Which lines in the data below contain the word "tiled", with case counting? Pick out each such line and copy it in full.
####
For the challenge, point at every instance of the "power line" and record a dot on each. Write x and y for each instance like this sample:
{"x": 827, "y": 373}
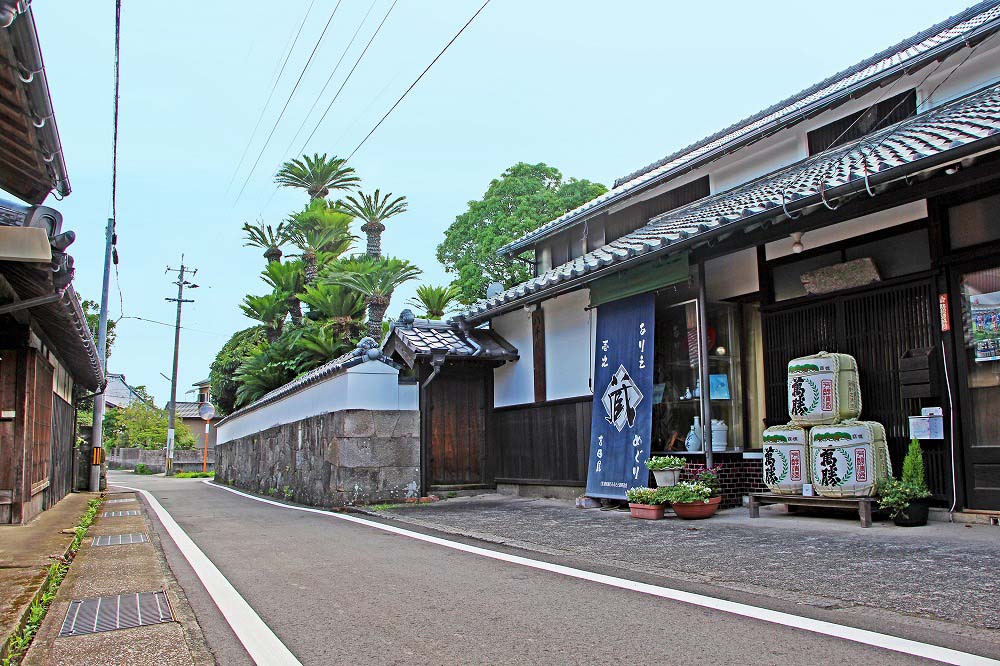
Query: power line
{"x": 330, "y": 78}
{"x": 417, "y": 80}
{"x": 270, "y": 95}
{"x": 356, "y": 63}
{"x": 288, "y": 101}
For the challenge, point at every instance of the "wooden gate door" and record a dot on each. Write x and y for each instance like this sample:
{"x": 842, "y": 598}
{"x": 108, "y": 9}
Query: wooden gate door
{"x": 454, "y": 426}
{"x": 977, "y": 341}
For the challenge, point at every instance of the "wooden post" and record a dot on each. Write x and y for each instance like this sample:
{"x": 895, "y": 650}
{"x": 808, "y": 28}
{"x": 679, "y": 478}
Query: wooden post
{"x": 703, "y": 372}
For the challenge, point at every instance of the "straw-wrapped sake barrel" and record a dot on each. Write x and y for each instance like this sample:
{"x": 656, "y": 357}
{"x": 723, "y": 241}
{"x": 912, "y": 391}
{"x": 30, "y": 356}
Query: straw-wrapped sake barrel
{"x": 823, "y": 389}
{"x": 786, "y": 461}
{"x": 848, "y": 459}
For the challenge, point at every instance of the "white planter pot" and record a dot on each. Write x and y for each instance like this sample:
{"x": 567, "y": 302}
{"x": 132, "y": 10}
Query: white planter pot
{"x": 666, "y": 477}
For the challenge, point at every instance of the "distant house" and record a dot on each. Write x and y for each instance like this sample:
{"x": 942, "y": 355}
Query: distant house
{"x": 188, "y": 413}
{"x": 118, "y": 392}
{"x": 47, "y": 354}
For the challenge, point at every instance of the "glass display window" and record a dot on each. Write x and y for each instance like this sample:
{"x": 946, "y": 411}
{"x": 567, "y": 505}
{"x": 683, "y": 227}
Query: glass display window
{"x": 677, "y": 386}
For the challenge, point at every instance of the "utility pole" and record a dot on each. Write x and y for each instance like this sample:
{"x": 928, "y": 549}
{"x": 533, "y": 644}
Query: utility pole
{"x": 172, "y": 407}
{"x": 97, "y": 431}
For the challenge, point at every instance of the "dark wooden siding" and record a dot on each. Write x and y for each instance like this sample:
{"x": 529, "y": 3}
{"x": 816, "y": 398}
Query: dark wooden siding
{"x": 544, "y": 442}
{"x": 63, "y": 450}
{"x": 876, "y": 327}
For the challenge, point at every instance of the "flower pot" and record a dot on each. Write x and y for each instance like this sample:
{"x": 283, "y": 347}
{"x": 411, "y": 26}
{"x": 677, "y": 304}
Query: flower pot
{"x": 647, "y": 511}
{"x": 914, "y": 515}
{"x": 696, "y": 510}
{"x": 666, "y": 477}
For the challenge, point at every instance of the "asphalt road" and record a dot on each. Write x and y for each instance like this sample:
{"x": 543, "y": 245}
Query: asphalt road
{"x": 340, "y": 593}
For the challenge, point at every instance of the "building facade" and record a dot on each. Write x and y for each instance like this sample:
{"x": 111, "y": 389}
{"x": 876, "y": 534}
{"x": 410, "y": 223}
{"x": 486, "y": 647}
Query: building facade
{"x": 859, "y": 216}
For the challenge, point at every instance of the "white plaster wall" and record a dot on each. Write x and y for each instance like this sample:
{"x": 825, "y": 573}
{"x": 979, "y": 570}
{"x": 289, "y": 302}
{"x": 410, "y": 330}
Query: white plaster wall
{"x": 372, "y": 386}
{"x": 859, "y": 226}
{"x": 513, "y": 382}
{"x": 568, "y": 345}
{"x": 732, "y": 275}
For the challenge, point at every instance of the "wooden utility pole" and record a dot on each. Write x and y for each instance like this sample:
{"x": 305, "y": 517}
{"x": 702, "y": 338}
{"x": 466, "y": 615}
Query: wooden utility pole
{"x": 172, "y": 407}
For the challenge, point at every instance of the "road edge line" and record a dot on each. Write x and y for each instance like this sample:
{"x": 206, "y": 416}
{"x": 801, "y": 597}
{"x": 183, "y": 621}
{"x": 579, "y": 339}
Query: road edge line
{"x": 845, "y": 632}
{"x": 260, "y": 642}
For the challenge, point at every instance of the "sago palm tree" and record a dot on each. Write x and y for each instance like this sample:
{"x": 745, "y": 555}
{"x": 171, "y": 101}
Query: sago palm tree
{"x": 335, "y": 304}
{"x": 435, "y": 300}
{"x": 266, "y": 237}
{"x": 374, "y": 210}
{"x": 376, "y": 286}
{"x": 288, "y": 278}
{"x": 270, "y": 310}
{"x": 317, "y": 175}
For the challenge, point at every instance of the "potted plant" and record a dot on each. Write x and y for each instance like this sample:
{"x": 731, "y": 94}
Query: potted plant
{"x": 906, "y": 498}
{"x": 646, "y": 503}
{"x": 666, "y": 469}
{"x": 692, "y": 500}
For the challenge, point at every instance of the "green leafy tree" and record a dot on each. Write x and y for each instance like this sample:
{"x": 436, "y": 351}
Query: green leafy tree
{"x": 376, "y": 286}
{"x": 435, "y": 301}
{"x": 241, "y": 346}
{"x": 287, "y": 278}
{"x": 266, "y": 237}
{"x": 317, "y": 175}
{"x": 522, "y": 199}
{"x": 374, "y": 209}
{"x": 269, "y": 309}
{"x": 141, "y": 425}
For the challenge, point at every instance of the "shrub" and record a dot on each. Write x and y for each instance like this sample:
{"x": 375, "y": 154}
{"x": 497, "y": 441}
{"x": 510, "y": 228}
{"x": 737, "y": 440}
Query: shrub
{"x": 687, "y": 492}
{"x": 658, "y": 463}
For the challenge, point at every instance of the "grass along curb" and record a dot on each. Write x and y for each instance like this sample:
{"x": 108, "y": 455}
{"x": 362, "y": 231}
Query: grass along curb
{"x": 14, "y": 649}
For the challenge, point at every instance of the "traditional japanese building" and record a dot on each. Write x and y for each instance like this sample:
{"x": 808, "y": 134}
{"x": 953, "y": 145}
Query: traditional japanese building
{"x": 47, "y": 355}
{"x": 861, "y": 215}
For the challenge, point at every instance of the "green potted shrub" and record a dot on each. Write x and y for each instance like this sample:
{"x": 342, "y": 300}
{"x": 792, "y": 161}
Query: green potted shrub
{"x": 666, "y": 469}
{"x": 646, "y": 503}
{"x": 693, "y": 500}
{"x": 906, "y": 497}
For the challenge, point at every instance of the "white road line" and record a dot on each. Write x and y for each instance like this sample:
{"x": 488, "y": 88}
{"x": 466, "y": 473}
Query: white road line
{"x": 885, "y": 641}
{"x": 260, "y": 642}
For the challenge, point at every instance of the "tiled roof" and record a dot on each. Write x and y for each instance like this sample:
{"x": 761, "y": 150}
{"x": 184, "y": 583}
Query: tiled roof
{"x": 425, "y": 337}
{"x": 188, "y": 410}
{"x": 976, "y": 22}
{"x": 355, "y": 357}
{"x": 947, "y": 133}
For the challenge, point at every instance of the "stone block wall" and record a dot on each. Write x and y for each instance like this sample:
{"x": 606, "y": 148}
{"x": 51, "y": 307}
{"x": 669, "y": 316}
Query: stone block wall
{"x": 345, "y": 457}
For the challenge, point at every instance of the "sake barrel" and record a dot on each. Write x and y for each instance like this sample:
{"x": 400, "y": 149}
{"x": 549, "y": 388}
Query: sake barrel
{"x": 848, "y": 459}
{"x": 786, "y": 459}
{"x": 823, "y": 389}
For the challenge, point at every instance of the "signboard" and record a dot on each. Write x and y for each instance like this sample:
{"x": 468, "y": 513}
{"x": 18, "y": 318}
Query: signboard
{"x": 986, "y": 326}
{"x": 623, "y": 397}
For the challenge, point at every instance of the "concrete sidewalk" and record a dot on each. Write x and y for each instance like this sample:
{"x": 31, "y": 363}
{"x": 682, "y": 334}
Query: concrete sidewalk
{"x": 100, "y": 571}
{"x": 27, "y": 552}
{"x": 940, "y": 573}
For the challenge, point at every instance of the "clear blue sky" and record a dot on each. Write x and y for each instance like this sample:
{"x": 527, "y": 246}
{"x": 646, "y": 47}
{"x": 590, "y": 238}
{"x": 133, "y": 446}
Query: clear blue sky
{"x": 596, "y": 89}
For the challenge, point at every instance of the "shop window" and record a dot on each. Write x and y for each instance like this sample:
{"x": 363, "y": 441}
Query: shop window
{"x": 677, "y": 372}
{"x": 847, "y": 129}
{"x": 753, "y": 354}
{"x": 975, "y": 222}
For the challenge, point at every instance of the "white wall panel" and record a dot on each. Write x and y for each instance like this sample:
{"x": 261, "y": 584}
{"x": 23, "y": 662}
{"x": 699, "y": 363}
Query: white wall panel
{"x": 513, "y": 382}
{"x": 568, "y": 344}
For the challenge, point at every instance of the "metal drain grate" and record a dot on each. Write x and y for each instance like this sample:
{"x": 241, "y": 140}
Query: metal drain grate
{"x": 119, "y": 539}
{"x": 124, "y": 611}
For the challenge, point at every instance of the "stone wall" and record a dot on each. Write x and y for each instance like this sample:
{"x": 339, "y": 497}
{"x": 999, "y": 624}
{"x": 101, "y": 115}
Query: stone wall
{"x": 350, "y": 456}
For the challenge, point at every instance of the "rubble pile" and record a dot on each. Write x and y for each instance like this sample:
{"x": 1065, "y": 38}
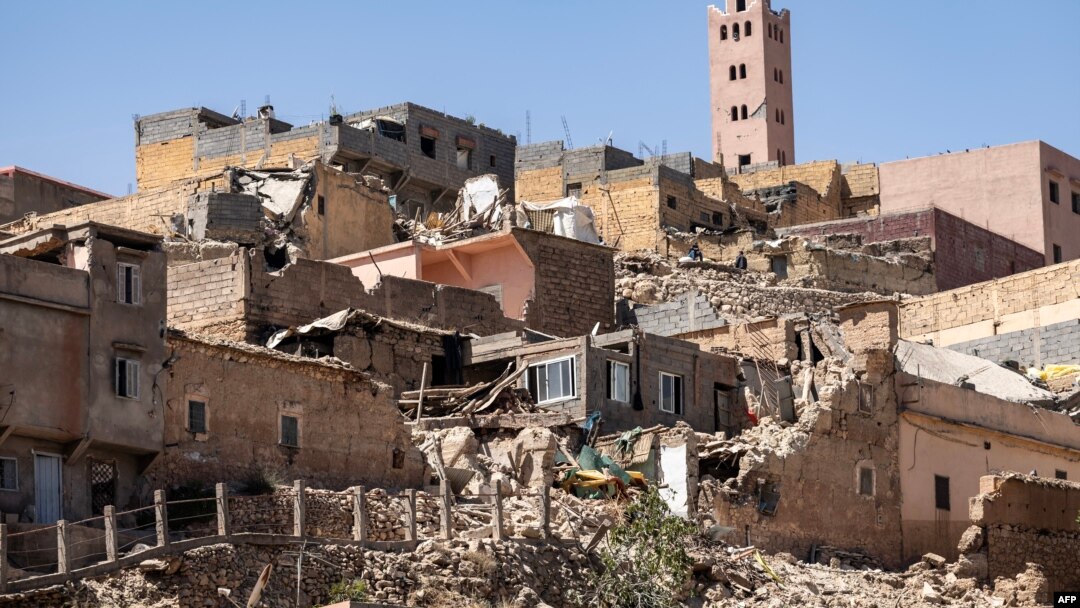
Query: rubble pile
{"x": 497, "y": 395}
{"x": 480, "y": 207}
{"x": 648, "y": 279}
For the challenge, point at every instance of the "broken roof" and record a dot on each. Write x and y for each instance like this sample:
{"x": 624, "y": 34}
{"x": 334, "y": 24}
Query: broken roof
{"x": 952, "y": 367}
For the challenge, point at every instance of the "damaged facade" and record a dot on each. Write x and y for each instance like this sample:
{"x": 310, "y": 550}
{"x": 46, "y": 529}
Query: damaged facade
{"x": 82, "y": 314}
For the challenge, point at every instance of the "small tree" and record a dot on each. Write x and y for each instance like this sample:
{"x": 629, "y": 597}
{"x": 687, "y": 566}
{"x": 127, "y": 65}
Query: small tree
{"x": 645, "y": 563}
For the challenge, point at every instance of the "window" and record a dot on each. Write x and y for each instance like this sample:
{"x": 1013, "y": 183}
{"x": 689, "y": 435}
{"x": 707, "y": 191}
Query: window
{"x": 671, "y": 393}
{"x": 197, "y": 416}
{"x": 103, "y": 485}
{"x": 291, "y": 431}
{"x": 464, "y": 159}
{"x": 552, "y": 380}
{"x": 428, "y": 146}
{"x": 941, "y": 492}
{"x": 9, "y": 474}
{"x": 866, "y": 481}
{"x": 126, "y": 378}
{"x": 619, "y": 381}
{"x": 129, "y": 284}
{"x": 779, "y": 266}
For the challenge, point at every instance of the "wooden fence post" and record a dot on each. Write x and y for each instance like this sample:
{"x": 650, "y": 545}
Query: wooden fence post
{"x": 445, "y": 516}
{"x": 545, "y": 511}
{"x": 161, "y": 517}
{"x": 299, "y": 514}
{"x": 410, "y": 498}
{"x": 63, "y": 557}
{"x": 111, "y": 541}
{"x": 3, "y": 557}
{"x": 359, "y": 514}
{"x": 497, "y": 512}
{"x": 221, "y": 500}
####
** Answer **
For the challenge, point at every instance of the "tiled roof" and record a dot on each. Write x and y for each instance like this sample:
Query: tiled roof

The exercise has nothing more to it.